[[ Data to examine, beginning ]]

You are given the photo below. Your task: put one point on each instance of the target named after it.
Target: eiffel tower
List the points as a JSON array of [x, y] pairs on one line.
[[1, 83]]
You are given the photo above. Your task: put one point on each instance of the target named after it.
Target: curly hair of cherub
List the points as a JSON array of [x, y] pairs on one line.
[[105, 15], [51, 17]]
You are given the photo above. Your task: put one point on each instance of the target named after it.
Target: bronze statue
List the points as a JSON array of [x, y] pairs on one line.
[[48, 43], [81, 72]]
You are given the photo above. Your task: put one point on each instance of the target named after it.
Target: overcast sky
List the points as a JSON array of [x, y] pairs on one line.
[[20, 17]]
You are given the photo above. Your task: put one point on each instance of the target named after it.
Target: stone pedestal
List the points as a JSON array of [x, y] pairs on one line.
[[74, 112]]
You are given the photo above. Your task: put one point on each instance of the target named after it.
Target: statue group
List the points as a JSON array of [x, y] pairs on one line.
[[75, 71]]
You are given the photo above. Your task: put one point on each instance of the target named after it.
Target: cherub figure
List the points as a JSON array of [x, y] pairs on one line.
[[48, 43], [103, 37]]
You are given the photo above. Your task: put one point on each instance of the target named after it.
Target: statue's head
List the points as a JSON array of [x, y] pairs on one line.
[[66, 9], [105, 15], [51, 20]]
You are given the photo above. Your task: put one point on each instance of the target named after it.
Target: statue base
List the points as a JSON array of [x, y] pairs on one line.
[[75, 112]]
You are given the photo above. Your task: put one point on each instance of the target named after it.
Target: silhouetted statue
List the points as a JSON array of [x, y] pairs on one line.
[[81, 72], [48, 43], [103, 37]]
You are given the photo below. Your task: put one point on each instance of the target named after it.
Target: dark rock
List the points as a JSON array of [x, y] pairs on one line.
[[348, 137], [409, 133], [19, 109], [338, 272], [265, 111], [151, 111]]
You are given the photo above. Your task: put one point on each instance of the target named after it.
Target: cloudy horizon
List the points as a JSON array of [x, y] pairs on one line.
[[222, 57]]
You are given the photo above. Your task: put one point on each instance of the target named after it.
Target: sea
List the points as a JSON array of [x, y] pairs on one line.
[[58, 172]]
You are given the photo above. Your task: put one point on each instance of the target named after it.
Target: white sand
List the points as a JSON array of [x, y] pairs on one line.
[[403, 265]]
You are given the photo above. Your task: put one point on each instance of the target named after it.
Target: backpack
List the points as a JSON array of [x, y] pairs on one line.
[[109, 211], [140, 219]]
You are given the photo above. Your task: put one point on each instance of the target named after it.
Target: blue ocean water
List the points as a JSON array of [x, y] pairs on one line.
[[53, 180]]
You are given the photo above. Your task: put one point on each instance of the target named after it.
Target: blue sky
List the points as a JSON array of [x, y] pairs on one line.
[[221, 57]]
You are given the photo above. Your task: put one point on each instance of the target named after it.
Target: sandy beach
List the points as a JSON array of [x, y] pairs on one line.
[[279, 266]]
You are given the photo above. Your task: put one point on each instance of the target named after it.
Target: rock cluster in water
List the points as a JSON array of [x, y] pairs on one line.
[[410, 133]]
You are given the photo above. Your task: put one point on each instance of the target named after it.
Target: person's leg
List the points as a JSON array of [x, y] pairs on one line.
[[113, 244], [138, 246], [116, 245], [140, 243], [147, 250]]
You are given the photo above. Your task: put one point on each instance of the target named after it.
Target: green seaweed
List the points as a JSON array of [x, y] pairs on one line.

[[ Data to examine, end ]]

**Work to complete:**
Retype the entries above exactly as they appear.

**The completed task:**
You are given the photo below. Your task: put one point on each instance of the target named after it.
Target: eiffel tower
List the points as a JSON array of [x, y] pairs on one line.
[[1, 83]]
You are given the photo above. Your task: put one point on each instance of the target named after it.
Target: curly hair of cherub
List the points as a JSON array of [x, y] pairs on one line.
[[105, 15], [51, 17]]
You are given the photo above. Your task: put one point on each instance of the target named after it.
Target: bronze statue
List the points as a JSON array of [x, y] pairs on one line.
[[48, 43], [81, 72]]
You are given the photo above. Your task: put one point on each instance of the target named after it.
Target: overcast sky
List the points as a JSON array of [x, y] pairs on one line.
[[20, 17]]
You are given the photo above. Your task: put one point on each instance of the target named after it.
Target: stone pedestal
List the points as a JSON array of [x, y] pairs on one line.
[[74, 112]]
You are given the photo above. Your task: put one point on each instance of the target named after it.
Target: statue group
List the points as a JSON array of [x, y] pairs on one line.
[[75, 71]]
You are given the photo above. Your task: put one point on each instance of the target named after it.
Target: cherub figure
List the points as a JSON array of [x, y] pairs on one line.
[[48, 43], [103, 37]]
You are given the photo above. Your task: put one point on each instance of the target named after it.
Target: statue's head
List the points as a JSON array of [x, y] pairs on one line.
[[66, 9], [105, 15], [51, 20]]
You are given the photo above. Your task: put one point on each instance of the target named after it.
Target: statue base
List the points as a JSON array of [x, y] pairs on one line.
[[75, 112]]
You are given the photo above. Your task: put one point on each instance of the target named after it.
Target: silhouetted statue
List the points as a JSON array of [x, y] pairs on one line.
[[81, 72], [48, 43], [103, 37]]
You are given the photo below. Your task: put one point on each instance of the target named after it.
Target: dark rock
List the points as a JSON array of [x, y] pairs on one line.
[[348, 137], [409, 133], [19, 109], [338, 272], [265, 111], [151, 111]]
You are given the photo above. Your task: put one point on each instance of the target named after it.
Target: cloudy horizon
List the points as a JSON array of [x, y] pairs on one line.
[[222, 57]]
You are given the photo above. Your task: put one point on each instance of the target named after it.
Target: sea
List the points as a JSON array of [x, y] pairs on one line.
[[58, 172]]
You are given the photo above. Your task: put one point on each instance of the target named after it.
Target: white sand
List the points as a JSON array of [x, y] pairs on one line.
[[403, 265]]
You are given the photo above. Your task: put one point on each instance of the target named after it.
Target: backpack
List the points as a JSON array of [x, y] pairs on one line.
[[109, 211], [140, 219]]
You are given the photo above. Your task: put one point on each instance of the target named after it.
Target: blue ocean water
List the points as a JSON array of [x, y] pairs on one line.
[[53, 180]]
You are given the photo above. Your task: put one point on each instance of the target named after it.
Target: blue sky
List the points as a JSON array of [x, y] pairs on one line.
[[221, 57]]
You are given the photo above. Your task: put one point on each instance of the target named after it.
Target: sandy beach
List the points as a JSON array of [x, y] pairs on one line.
[[279, 266]]
You are given the photo above. Your task: put one point on each instance of the target named after it.
Target: rock cluster in water
List the points as a JSON array of [x, y] pairs on one line.
[[410, 133]]
You are given the photo above. Your task: put one point on each instance of the target named after it.
Target: person's leg
List the points as a JSON array of [x, y] pairs on one line.
[[113, 244], [138, 246], [116, 245], [140, 243], [147, 250]]
You are given the photo above. Your task: put one point on each instance of the target named after it.
Target: green seaweed
List the points as a JSON array of [x, y] pairs on one line.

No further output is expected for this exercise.